- [Page excerpt]:
We plan to analyze data collected by the city of Los Angeles as part of it's gang reduction program. This data involves both a youth program and a crime reduction program. Recent work in this area by REU students includes natural language processing of text data and dynamic mode decomposition to study the evolution of the program using survey data.

Active Learning

Active learning combines two different ideas - the first is a general method for semisupervised learning (SSL). The second is a method to strategically choose a small amount of unlabeled data to send to "human in the loop" for ground truth classification. This project will involve graph-based multi-class SSL classifiers for high dimensional data. Students will develop rigorous theory along with code for generalized graph-based Bayesian models for active learning with both sequential active learning, batch learning, and multiple classes. Students will work on real-world data with asymmetric group sizes. Specific types of data we plan to study are hyperspectral and multimodal imagery and video. We plan to use data in the public domain.

Knowledge Graphs

Knowledge graphs are data structures in which information is organized along nodes and edges of a graph and there is an unerlying heirarchical structure defined through an "ontology". This project will build knowledge graphs from datasets involving narratives and social media data. Students will develop machine learning methods for these data structures.

Particle Laden Flow

This is a laboratory based project involving measurement and modeling of slurries. Students will learn laboratory skills and how to take and record data. Students will also work with conservation law models from nonlinear PDE so some background in partial differential equations is desired.

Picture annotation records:
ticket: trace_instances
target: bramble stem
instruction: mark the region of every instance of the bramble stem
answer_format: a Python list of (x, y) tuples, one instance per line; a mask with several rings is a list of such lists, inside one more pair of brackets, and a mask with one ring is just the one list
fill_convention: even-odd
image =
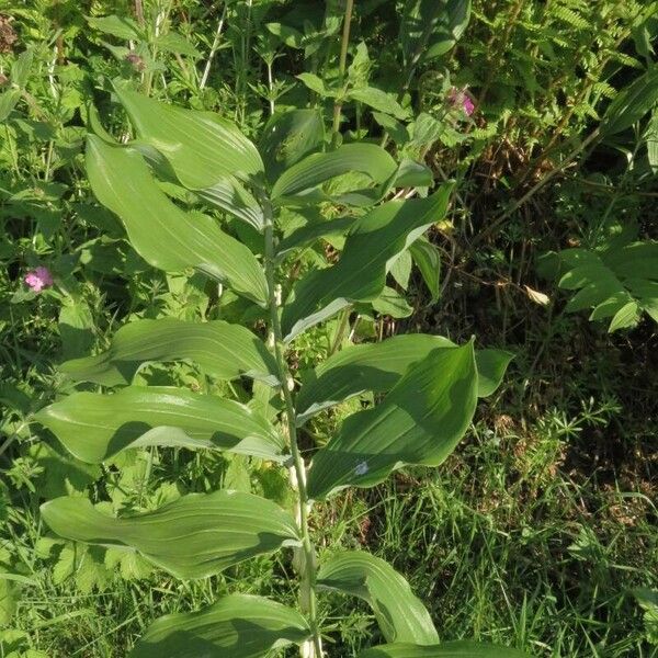
[(306, 492), (306, 467), (304, 458), (299, 453), (297, 444), (297, 426), (295, 422), (295, 402), (288, 386), (291, 374), (285, 361), (282, 348), (282, 331), (279, 320), (279, 295), (275, 282), (275, 260), (274, 260), (274, 226), (272, 220), (272, 206), (268, 198), (261, 197), (261, 205), (265, 218), (265, 277), (268, 280), (268, 294), (270, 307), (270, 324), (272, 332), (272, 342), (276, 367), (279, 370), (279, 379), (281, 390), (285, 402), (285, 421), (291, 445), (292, 470), (297, 487), (297, 522), (302, 530), (302, 549), (295, 556), (298, 565), (298, 572), (302, 578), (299, 583), (299, 608), (307, 615), (313, 638), (307, 645), (302, 646), (302, 656), (305, 658), (322, 658), (322, 642), (318, 628), (317, 603), (316, 603), (316, 553), (315, 546), (310, 540), (308, 529), (308, 495)]

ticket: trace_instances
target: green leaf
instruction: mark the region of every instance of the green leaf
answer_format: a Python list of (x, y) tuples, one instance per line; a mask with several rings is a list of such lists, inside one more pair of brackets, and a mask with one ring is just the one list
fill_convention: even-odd
[(441, 252), (423, 237), (409, 247), (409, 252), (430, 291), (430, 305), (436, 304), (441, 294)]
[(318, 587), (366, 601), (387, 642), (439, 642), (434, 624), (409, 583), (386, 561), (364, 551), (332, 556), (320, 567)]
[(359, 658), (530, 658), (527, 654), (477, 642), (444, 642), (434, 646), (390, 644), (366, 649)]
[(297, 230), (294, 230), (287, 238), (279, 242), (276, 247), (276, 257), (282, 258), (294, 249), (300, 249), (313, 245), (319, 238), (329, 236), (342, 236), (354, 225), (354, 217), (340, 217), (328, 222), (320, 220), (307, 224)]
[(26, 50), (23, 50), (11, 65), (11, 83), (20, 89), (25, 89), (27, 80), (30, 79), (33, 63), (34, 48), (29, 47)]
[(376, 87), (358, 87), (351, 89), (349, 97), (354, 100), (377, 110), (385, 114), (390, 114), (399, 120), (409, 118), (409, 111), (405, 110), (395, 99), (395, 95), (387, 93)]
[(473, 343), (438, 348), (412, 364), (384, 401), (353, 413), (308, 472), (313, 499), (372, 487), (405, 464), (439, 466), (466, 432), (477, 401)]
[(317, 110), (290, 110), (275, 114), (263, 128), (260, 152), (268, 179), (281, 173), (325, 141), (325, 124)]
[[(442, 336), (405, 333), (378, 343), (350, 345), (337, 352), (314, 372), (297, 397), (297, 423), (305, 423), (322, 409), (366, 392), (386, 393), (410, 365), (436, 348), (457, 345)], [(504, 375), (513, 354), (504, 350), (476, 350), (478, 397), (491, 395)]]
[(302, 80), (310, 91), (315, 91), (322, 99), (336, 95), (336, 92), (327, 89), (325, 81), (315, 73), (299, 73), (297, 78)]
[(145, 35), (141, 33), (137, 23), (128, 16), (86, 16), (91, 27), (104, 34), (111, 34), (125, 41), (141, 41)]
[(445, 215), (452, 185), (421, 200), (392, 201), (354, 222), (338, 263), (310, 272), (283, 310), (286, 340), (353, 302), (378, 297), (393, 260)]
[(196, 195), (209, 205), (217, 206), (259, 231), (264, 228), (263, 211), (253, 195), (232, 175), (226, 175), (211, 188), (195, 190)]
[(410, 68), (451, 50), (470, 21), (470, 0), (407, 0), (400, 24)]
[(374, 184), (382, 184), (395, 173), (396, 163), (374, 144), (345, 144), (334, 151), (313, 154), (284, 171), (274, 183), (272, 200), (303, 197), (320, 183), (350, 171), (365, 173)]
[(230, 594), (196, 612), (160, 617), (129, 658), (260, 658), (309, 636), (306, 620), (295, 610), (261, 597)]
[(87, 171), (93, 193), (121, 217), (149, 264), (167, 272), (195, 268), (265, 305), (265, 275), (251, 251), (211, 217), (189, 215), (169, 201), (139, 154), (89, 135)]
[(629, 128), (658, 102), (658, 67), (653, 67), (619, 92), (601, 122), (601, 135), (610, 137)]
[(105, 386), (129, 384), (143, 363), (190, 360), (206, 375), (234, 379), (241, 375), (275, 386), (276, 362), (249, 329), (223, 320), (186, 322), (174, 318), (124, 325), (110, 349), (60, 366), (78, 382)]
[(190, 43), (190, 41), (178, 32), (169, 31), (164, 34), (160, 34), (155, 38), (154, 44), (160, 50), (167, 53), (186, 55), (188, 57), (194, 58), (201, 57), (201, 53)]
[(237, 491), (190, 494), (154, 512), (117, 519), (86, 498), (44, 503), (50, 530), (67, 540), (136, 551), (177, 578), (205, 578), (245, 559), (298, 543), (294, 519), (277, 504)]
[(642, 311), (658, 316), (658, 242), (614, 243), (601, 252), (565, 249), (555, 260), (558, 285), (578, 291), (565, 306), (567, 313), (593, 308), (590, 320), (612, 318), (609, 331), (634, 326)]
[(167, 158), (183, 186), (204, 190), (227, 175), (254, 182), (262, 174), (263, 162), (256, 146), (231, 122), (127, 89), (115, 91), (139, 140)]
[(304, 34), (290, 25), (282, 23), (265, 23), (268, 31), (277, 36), (286, 46), (291, 48), (304, 47)]
[(35, 419), (88, 464), (150, 445), (284, 458), (285, 442), (265, 418), (246, 405), (183, 388), (131, 386), (114, 395), (73, 393), (38, 411)]
[(21, 100), (21, 90), (15, 87), (0, 93), (0, 122), (5, 121), (12, 113), (16, 103)]
[(387, 285), (384, 286), (382, 294), (372, 300), (372, 306), (377, 313), (392, 318), (408, 318), (413, 313), (413, 308), (405, 297)]

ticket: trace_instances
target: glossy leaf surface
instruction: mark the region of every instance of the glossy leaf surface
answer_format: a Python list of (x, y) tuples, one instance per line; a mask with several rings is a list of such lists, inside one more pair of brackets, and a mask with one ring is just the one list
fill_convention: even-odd
[(73, 393), (35, 418), (88, 464), (151, 445), (284, 458), (285, 442), (265, 418), (246, 405), (184, 388), (129, 386), (113, 395)]
[(67, 361), (60, 370), (79, 382), (129, 384), (143, 363), (189, 360), (220, 379), (240, 375), (276, 385), (276, 362), (249, 329), (223, 320), (188, 322), (174, 318), (135, 320), (95, 356)]
[(339, 553), (318, 572), (318, 587), (366, 601), (387, 642), (433, 644), (434, 624), (409, 583), (388, 563), (366, 553)]
[(282, 316), (286, 340), (352, 302), (379, 296), (389, 263), (429, 226), (443, 218), (451, 185), (422, 200), (388, 202), (354, 222), (336, 265), (310, 272), (295, 286)]
[(251, 180), (263, 172), (256, 146), (231, 122), (211, 112), (185, 110), (127, 89), (116, 89), (139, 140), (160, 151), (191, 190), (225, 175)]
[(154, 512), (122, 519), (77, 497), (56, 498), (41, 510), (59, 536), (136, 551), (177, 578), (205, 578), (298, 542), (287, 512), (271, 500), (238, 491), (190, 494)]
[(366, 649), (359, 658), (530, 658), (527, 654), (477, 642), (444, 642), (434, 646), (390, 644)]
[(466, 432), (476, 401), (473, 344), (432, 350), (381, 405), (348, 417), (315, 454), (309, 497), (320, 499), (350, 485), (371, 487), (405, 464), (438, 466)]
[(290, 110), (275, 114), (263, 128), (260, 151), (268, 179), (274, 182), (325, 140), (325, 124), (317, 110)]
[(129, 658), (259, 658), (309, 635), (295, 610), (262, 597), (230, 594), (209, 608), (157, 620)]
[[(390, 390), (407, 368), (436, 348), (456, 347), (447, 338), (427, 333), (394, 336), (383, 342), (350, 345), (320, 363), (297, 397), (297, 422), (365, 392)], [(513, 354), (476, 350), (478, 396), (491, 395), (502, 382)]]
[(407, 0), (400, 41), (407, 66), (455, 46), (470, 20), (470, 0)]
[(349, 171), (365, 173), (381, 184), (395, 173), (396, 163), (374, 144), (345, 144), (334, 151), (308, 156), (284, 171), (274, 183), (272, 198), (300, 194)]
[(213, 218), (172, 203), (138, 152), (89, 135), (87, 171), (98, 200), (121, 217), (131, 245), (149, 264), (166, 272), (194, 268), (264, 306), (265, 275), (251, 251)]

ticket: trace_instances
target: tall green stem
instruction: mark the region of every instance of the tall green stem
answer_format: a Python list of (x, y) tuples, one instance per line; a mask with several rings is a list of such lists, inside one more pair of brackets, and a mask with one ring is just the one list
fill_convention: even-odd
[(297, 520), (302, 530), (302, 551), (297, 555), (298, 571), (302, 578), (299, 586), (299, 606), (302, 612), (307, 615), (310, 628), (313, 631), (311, 645), (308, 647), (310, 653), (303, 656), (308, 658), (322, 658), (322, 643), (318, 627), (317, 602), (316, 602), (316, 553), (315, 546), (310, 540), (308, 527), (308, 495), (306, 492), (306, 467), (304, 458), (299, 453), (297, 444), (297, 424), (295, 422), (295, 402), (288, 387), (291, 374), (285, 361), (282, 348), (281, 321), (279, 319), (279, 295), (275, 281), (275, 260), (274, 260), (274, 226), (272, 220), (272, 206), (268, 198), (261, 197), (263, 215), (265, 218), (265, 276), (268, 280), (270, 322), (273, 339), (274, 358), (279, 370), (279, 379), (281, 381), (281, 390), (285, 402), (285, 422), (291, 444), (292, 470), (297, 483)]
[[(343, 32), (342, 39), (340, 42), (340, 60), (338, 63), (338, 72), (340, 78), (340, 84), (343, 83), (345, 78), (345, 69), (348, 67), (348, 46), (350, 45), (350, 29), (352, 26), (352, 9), (354, 8), (354, 0), (345, 0), (345, 15), (343, 19)], [(342, 101), (340, 98), (333, 104), (333, 138), (336, 139), (338, 132), (340, 131), (340, 113), (342, 110)]]

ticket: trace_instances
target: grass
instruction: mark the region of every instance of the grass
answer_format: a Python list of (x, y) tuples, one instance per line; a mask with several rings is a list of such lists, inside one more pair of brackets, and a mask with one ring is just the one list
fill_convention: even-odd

- [Given request]:
List the section headings that appear in the page excerpt. The material after the page excerpt stands apart from the excerpt itself.

- [Correct answer]:
Active Learning
Knowledge Graphs
Particle Laden Flow